Data section
(begin)
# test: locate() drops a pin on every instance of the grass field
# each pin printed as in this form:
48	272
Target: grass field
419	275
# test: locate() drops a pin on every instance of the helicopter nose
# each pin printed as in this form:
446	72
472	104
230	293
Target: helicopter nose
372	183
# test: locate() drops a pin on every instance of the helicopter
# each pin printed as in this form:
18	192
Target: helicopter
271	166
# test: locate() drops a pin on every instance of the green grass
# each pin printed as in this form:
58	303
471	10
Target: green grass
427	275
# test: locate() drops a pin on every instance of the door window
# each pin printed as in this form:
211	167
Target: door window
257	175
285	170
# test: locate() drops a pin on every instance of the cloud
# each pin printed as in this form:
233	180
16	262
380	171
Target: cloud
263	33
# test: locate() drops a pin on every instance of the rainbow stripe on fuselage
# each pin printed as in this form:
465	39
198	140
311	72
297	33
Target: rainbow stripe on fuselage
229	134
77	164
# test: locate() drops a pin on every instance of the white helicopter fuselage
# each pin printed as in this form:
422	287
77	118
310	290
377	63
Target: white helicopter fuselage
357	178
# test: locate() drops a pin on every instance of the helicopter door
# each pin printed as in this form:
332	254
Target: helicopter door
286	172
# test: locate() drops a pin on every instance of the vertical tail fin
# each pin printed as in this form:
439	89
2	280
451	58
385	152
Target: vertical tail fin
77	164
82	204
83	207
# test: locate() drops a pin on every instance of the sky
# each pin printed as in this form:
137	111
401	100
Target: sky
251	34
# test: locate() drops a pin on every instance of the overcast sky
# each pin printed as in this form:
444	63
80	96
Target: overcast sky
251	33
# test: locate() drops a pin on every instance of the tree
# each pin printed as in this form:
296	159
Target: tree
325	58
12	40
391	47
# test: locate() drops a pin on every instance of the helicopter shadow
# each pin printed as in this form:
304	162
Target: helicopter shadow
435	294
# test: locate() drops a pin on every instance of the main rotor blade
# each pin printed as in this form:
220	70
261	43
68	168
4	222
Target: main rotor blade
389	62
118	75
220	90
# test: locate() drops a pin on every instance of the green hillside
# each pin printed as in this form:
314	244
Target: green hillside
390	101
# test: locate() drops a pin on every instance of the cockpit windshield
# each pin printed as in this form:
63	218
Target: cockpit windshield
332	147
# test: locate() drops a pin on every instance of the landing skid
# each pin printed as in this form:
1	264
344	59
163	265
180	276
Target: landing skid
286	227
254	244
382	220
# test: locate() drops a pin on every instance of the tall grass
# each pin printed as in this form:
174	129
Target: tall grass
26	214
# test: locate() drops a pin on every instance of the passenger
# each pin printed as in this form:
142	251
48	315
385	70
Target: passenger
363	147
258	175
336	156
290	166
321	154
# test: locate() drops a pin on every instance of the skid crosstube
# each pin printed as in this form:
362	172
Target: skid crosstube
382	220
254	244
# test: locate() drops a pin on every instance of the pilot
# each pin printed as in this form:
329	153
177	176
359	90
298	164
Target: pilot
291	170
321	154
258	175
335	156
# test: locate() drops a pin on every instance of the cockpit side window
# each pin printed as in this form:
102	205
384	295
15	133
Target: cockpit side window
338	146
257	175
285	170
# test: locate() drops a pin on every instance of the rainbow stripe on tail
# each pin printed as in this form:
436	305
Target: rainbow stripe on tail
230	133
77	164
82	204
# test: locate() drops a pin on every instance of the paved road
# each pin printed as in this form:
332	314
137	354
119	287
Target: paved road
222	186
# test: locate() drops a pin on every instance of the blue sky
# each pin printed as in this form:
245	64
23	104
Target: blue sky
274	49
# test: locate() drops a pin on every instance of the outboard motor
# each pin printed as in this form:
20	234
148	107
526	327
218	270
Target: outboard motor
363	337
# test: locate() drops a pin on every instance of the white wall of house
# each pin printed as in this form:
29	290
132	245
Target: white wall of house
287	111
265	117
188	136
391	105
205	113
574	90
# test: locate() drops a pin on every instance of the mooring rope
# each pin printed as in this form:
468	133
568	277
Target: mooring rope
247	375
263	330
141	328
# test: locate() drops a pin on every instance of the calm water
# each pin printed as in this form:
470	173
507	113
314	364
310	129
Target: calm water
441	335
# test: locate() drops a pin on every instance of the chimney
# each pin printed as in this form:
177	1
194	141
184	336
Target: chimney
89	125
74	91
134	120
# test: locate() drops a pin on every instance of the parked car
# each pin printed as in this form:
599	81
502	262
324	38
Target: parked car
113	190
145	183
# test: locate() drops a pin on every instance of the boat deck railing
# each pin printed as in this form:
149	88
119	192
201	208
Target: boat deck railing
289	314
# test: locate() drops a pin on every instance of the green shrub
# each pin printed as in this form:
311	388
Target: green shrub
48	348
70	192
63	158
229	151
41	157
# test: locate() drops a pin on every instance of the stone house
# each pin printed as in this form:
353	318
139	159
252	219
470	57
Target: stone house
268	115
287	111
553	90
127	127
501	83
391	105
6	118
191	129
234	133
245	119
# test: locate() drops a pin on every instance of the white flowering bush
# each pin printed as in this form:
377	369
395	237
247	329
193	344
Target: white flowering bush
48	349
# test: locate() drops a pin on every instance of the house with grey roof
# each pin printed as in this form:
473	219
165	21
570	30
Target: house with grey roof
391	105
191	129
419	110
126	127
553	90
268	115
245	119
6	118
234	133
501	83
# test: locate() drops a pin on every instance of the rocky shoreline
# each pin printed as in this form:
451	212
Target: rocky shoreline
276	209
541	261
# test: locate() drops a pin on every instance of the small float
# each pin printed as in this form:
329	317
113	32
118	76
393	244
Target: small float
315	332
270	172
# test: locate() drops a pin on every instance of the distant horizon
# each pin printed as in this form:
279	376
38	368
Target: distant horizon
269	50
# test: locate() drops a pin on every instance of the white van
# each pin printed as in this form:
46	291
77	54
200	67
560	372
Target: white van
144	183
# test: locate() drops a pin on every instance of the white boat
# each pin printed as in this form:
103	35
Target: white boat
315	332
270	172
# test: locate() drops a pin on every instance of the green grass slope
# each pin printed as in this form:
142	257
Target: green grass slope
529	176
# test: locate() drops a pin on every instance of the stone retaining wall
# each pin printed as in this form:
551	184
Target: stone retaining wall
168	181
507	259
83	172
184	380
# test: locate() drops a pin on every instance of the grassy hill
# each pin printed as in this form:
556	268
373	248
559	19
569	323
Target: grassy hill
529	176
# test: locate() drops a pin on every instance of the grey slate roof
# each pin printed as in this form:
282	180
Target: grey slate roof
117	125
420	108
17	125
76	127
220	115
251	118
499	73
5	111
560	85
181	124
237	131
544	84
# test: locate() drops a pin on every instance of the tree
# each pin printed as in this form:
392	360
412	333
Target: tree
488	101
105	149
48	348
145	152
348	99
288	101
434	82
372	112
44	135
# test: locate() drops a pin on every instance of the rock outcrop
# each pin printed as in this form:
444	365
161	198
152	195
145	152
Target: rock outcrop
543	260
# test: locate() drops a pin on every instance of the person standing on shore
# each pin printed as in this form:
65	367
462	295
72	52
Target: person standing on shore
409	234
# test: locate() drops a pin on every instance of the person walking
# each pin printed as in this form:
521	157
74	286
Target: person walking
(end)
Directions
Repeat the records above exactly as they appear.

Solution to the problem
# test: locate() drops a pin on every instance of the grass field
# each pin printed as in this form:
48	272
Target: grass field
419	275
# test: locate() drops a pin on every instance of the helicopter nose
# each pin printed as in this form:
446	72
472	104
230	293
Target: helicopter nose
372	183
# test: locate() drops a pin on every instance of the helicopter
# each pin printed as in this form:
18	192
Target: helicopter
271	166
# test: locate() drops a pin on every instance of the green grass
# each pin printed as in this form:
58	303
471	10
Target: green grass
427	275
# test: locate() drops a pin on every instance of the door window
# each pin printed as in this form:
211	167
Target: door window
257	175
285	170
# test: locate() drops a pin on every instance of the cloud
# each pin printed as in this form:
233	180
16	262
380	171
Target: cloud
263	33
# test: locate() drops a pin on every instance of the rainbow stripe on fuselage
# each pin printed as in this form:
465	39
198	140
311	72
297	33
Target: rainbow stripe on fuselage
229	134
77	164
# test: locate() drops a pin on every instance of the white helicopter fuselage
# each pin printed as in this form:
422	287
77	118
310	290
377	63
Target: white helicopter fuselage
357	178
# test: locate() drops a pin on every instance of the helicopter door
# each pin printed as in this form:
332	254
Target: helicopter door
286	172
# test: locate() drops a pin on every instance of the vertical tail fin
# each pin printed as in this form:
439	89
2	280
451	58
385	152
Target: vertical tail fin
77	164
82	204
83	207
# test: locate() drops a pin on every instance of the sky
# each pin printed as in this form:
137	111
401	100
Target: sky
251	34
# test: locate() drops a pin on every instance of the overcast sky
# each pin printed as in this form:
444	63
80	96
Target: overcast sky
251	33
# test: locate() drops a pin on every instance of the tree
# each pin printed as in this form:
296	159
Target: tree
325	58
12	40
391	47
# test: locate() drops a pin on every instance of the helicopter shadow
# each pin printed as in this form:
304	162
Target: helicopter shadow
435	294
# test: locate() drops a pin on every instance of the main rotor blade
# each pin printed as in this form:
220	70
261	43
68	168
4	222
Target: main rotor blade
389	62
118	75
220	90
# test: locate() drops a pin on every instance of the green hillside
# each pin printed as in this form:
314	244
Target: green hillside
390	101
# test: locate() drops a pin on every instance of the cockpit windshield
# each pin printed as in this form:
63	218
Target: cockpit windshield
332	147
# test: locate() drops a pin on every instance of the landing skid
# each pin printed as in this form:
1	264
344	59
163	265
180	276
Target: landing skid
286	227
254	244
382	220
# test: locate() drops a pin on every instance of the tall grass
# each pin printed as in this form:
174	129
Target: tall grass
26	214
# test: locate() drops a pin on every instance of the passenger
# each pin printed as in this form:
142	251
48	315
385	70
Target: passenger
363	147
258	175
336	156
290	166
321	154
# test: locate() drops a pin on every instance of the skid crosstube
# each pin printed as in this form:
362	172
Target: skid crosstube
382	220
254	244
# test: locate() drops a pin on every instance of the pilot
# each pin printed as in this form:
329	153
177	176
359	90
298	164
Target: pilot
291	170
321	154
258	175
335	156
# test: locate() drops a pin on every instance of the cockpit side window
# each pin printed as in this form:
102	205
384	295
15	133
Target: cockpit side window
338	146
257	175
285	170
# test: locate() drops a pin on every instance of the rainbow stripe on tail
# each pin printed as in this form:
436	305
Target: rainbow stripe on tail
230	133
77	164
82	204
# test: locate() drops a pin on every instance of the paved road
# each pin printed as in this form:
332	314
137	354
119	287
Target: paved road
222	186
# test: locate() drops a pin on every instance of the blue sky
# each pin printed as in this form:
245	64
23	104
Target: blue sky
274	49
# test: locate() drops a pin on every instance of the outboard motor
# each pin printed as in this form:
20	234
148	107
526	327
218	270
Target: outboard motor
363	337
# test: locate() drops a pin on every instance of the white wall of house
# each pin printed as in this form:
29	290
132	245
Target: white wall of house
287	111
265	117
188	136
391	105
205	113
574	90
# test: locate() drops a pin on every instance of the mooring rope
# each pin printed as in this form:
468	133
568	277
Target: mooring rope
247	375
263	330
141	328
# test: locate() drops a pin on every instance of the calm water
# each pin printed as in this form:
470	173
507	113
314	364
310	129
Target: calm water
441	335
# test: locate() drops a pin on every instance of the chimney
# each pin printed as in this form:
177	1
194	141
184	336
Target: chimney
89	125
74	91
134	120
# test: locate() drops a pin on every instance of the parked car
# each pin printed as in this form:
599	81
502	262
324	38
Target: parked car
113	190
145	183
# test: locate() drops a pin on every instance of the boat deck railing
# each pin printed as in this form:
149	88
119	192
201	208
Target: boat deck railing
289	314
# test: locate() drops a pin on every instance of the green shrub
# each pin printed as in this form:
311	388
Target: green shrub
48	348
70	192
63	158
229	151
41	157
# test: locate() drops a pin on every instance of the stone house
# each pin printed as in this form:
353	318
139	159
252	219
470	57
Target: stone house
268	115
287	111
553	90
127	127
501	83
391	105
6	118
191	129
234	133
245	119
# test: locate() drops a pin on every instance of the white flowering bush
# each pin printed as in this form:
377	369
395	237
247	329
193	344
Target: white flowering bush
48	349
# test: locate() drops a pin on every instance of the house with grey roof
# each pin printed as in this form:
473	219
165	21
570	30
Target: house with grey roof
391	105
191	129
419	110
126	127
553	90
268	115
245	119
6	118
234	133
501	83
# test: locate() drops a pin on every instance of the rocky shoreline
# each pin printed as in this form:
451	212
Target: rocky shoreline
276	209
541	261
# test: locate() drops a pin on every instance of the small float
# each pin printed as in this form:
329	317
113	32
118	76
393	244
Target: small float
315	332
270	172
# test: locate() drops a pin on every instance of the distant horizon
# each pin printed as in this form:
279	376
38	368
Target: distant horizon
269	50
# test: locate() drops a pin on every instance of the white van
# each pin printed as in this form:
46	291
77	54
200	67
560	372
Target: white van
144	183
# test: locate() drops a pin on every instance of the white boat
# each pin printed as in this form:
103	35
Target: white boat
315	332
270	172
# test: locate() drops a pin on every instance of the green grass slope
# each pin printed as in this form:
142	257
Target: green grass slope
529	176
# test: locate() drops a pin on every instance of the stone retaining wall
# each pin printed as in this form:
551	184
Target: stone retaining wall
168	181
507	259
83	172
184	380
# test: locate() drops a pin on every instance of the grassy hill
# each pin printed as in this form:
556	268
373	248
559	19
569	323
Target: grassy hill
529	176
# test: locate() drops a pin on every instance of the grey slate roof
# each pin printed as in this form:
282	180
Target: grey slate roof
117	125
420	108
17	125
76	127
220	115
251	118
499	73
5	111
560	85
181	124
237	131
544	84
# test: locate() drops a pin on every instance of the tree
# each pin printed as in this form:
392	360
412	333
Target: tree
488	101
105	149
48	348
145	152
348	99
288	101
434	82
372	112
44	135
# test: locate() drops a pin on every instance of the rock outcrop
# each pin printed as in this form:
444	365
161	198
152	195
145	152
Target: rock outcrop
543	260
# test: locate() drops a pin on every instance of the person standing on shore
# each pin printed as in this form:
65	367
462	295
72	52
Target: person standing on shore
409	234
# test: locate() drops a pin on every instance of the person walking
# each pin printed as in this form:
521	157
74	286
Target: person walking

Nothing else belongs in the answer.